Reproduce the passage about the summer camp reality show word for word, starting at "The 15-year-old from" and ending at "at summer camp.".

____ GIVEN PASSAGE

Oh, the drama. The cutthroat competitions, the teary-eyed kids missing mom and the boys, the boys!, all for 7.5 weeks.

MacKenzie Miller, a rising junior at Quince Orchard High School, knows the drill — the varsity cheerleader has spent six summers at Timber Ridge Camp, a co-ed camp in West Virginia's Shenandoah Valley.

And now her crowning achievements and camp crises have been caught on camera.

The 15-year-old from Gaithersburg known as "Mackie" will appear this spring in "Camped Out," an MTV reality show that follows teens from across the country at summer camp.

"They literally filmed, like everything, from the second I got up, to the second I went to sleep," MacKenzie said. "I think it's going to be really fun to see my summer on TV."

Hanging out in cabins, mealtime chatter, pranks and some "really funny scenes," such as the boys dressing in girls' clothes, all made for film fodder.

So did "the problems," said MacKenzie, remembering a boy who showed an interest in her, then came to regret his overtures.

"We got in like a fight, it was like really bad. And then he went and called his attorney to try to get it removed for what I said on the camera," she said. "I was just like: ‘Leave me alone, I don't like you.'"

Then there are the Color Wars, a Timber Ridge highlight. MacKenzie, a counselor-in-training, was a team captain. She helped counselors lead the Green Autobots in "every sport" from track and field to swimming and canoeing. Leading songs and crafting team banners were par for the course, she said.

________
____ DATA ROWS

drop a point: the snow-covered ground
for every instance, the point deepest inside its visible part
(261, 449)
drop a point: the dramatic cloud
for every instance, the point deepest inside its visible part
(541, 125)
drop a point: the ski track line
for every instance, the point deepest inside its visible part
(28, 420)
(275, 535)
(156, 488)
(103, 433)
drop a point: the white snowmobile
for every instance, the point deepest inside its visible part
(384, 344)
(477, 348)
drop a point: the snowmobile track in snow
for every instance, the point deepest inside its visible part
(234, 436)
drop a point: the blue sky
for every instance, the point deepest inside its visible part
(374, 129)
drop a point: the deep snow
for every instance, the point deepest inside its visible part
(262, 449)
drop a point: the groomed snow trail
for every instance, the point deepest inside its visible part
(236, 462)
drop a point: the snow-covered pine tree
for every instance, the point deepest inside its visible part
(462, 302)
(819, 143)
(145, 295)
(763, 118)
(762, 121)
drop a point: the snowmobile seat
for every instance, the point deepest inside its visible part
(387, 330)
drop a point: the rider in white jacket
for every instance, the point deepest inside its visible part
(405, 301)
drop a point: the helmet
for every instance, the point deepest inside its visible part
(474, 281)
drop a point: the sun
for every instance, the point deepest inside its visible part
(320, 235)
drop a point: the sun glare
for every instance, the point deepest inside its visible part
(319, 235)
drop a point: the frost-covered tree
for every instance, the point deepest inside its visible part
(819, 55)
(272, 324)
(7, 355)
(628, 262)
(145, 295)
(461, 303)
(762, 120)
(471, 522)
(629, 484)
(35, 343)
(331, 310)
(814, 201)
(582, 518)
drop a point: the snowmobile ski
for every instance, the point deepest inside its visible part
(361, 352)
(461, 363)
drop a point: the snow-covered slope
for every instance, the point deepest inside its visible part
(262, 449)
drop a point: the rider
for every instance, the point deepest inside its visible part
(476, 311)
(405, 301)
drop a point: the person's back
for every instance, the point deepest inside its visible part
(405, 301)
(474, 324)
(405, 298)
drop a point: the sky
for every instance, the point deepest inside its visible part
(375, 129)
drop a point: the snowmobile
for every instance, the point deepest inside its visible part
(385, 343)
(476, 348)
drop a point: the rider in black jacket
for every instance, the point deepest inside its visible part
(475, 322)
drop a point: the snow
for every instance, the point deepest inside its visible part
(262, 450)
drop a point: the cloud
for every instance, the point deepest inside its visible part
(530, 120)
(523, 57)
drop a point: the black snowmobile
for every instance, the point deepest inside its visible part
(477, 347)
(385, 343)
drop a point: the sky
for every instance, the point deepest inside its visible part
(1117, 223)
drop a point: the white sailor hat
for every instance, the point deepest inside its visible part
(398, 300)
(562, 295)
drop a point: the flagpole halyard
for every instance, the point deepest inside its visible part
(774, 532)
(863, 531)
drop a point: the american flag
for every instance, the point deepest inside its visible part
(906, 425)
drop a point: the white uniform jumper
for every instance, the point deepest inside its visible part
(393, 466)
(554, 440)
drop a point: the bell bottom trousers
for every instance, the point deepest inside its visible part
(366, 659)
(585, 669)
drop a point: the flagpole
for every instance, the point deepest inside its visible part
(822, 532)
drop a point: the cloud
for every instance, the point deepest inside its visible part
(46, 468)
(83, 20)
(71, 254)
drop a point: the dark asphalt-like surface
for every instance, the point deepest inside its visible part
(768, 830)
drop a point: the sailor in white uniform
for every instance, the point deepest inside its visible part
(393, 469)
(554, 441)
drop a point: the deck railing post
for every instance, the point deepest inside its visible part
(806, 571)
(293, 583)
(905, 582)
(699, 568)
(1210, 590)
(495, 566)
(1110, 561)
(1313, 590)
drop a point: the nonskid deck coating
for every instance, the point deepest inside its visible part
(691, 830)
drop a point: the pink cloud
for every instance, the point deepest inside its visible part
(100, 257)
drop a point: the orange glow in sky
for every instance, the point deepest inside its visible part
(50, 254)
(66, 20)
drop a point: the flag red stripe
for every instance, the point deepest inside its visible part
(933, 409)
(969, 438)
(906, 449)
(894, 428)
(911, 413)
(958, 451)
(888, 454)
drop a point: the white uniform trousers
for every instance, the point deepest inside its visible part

________

### RESPONSE
The 15-year-old from Gaithersburg known as "Mackie" will appear this spring in "Camped Out," an MTV reality show that follows teens from across the country at summer camp.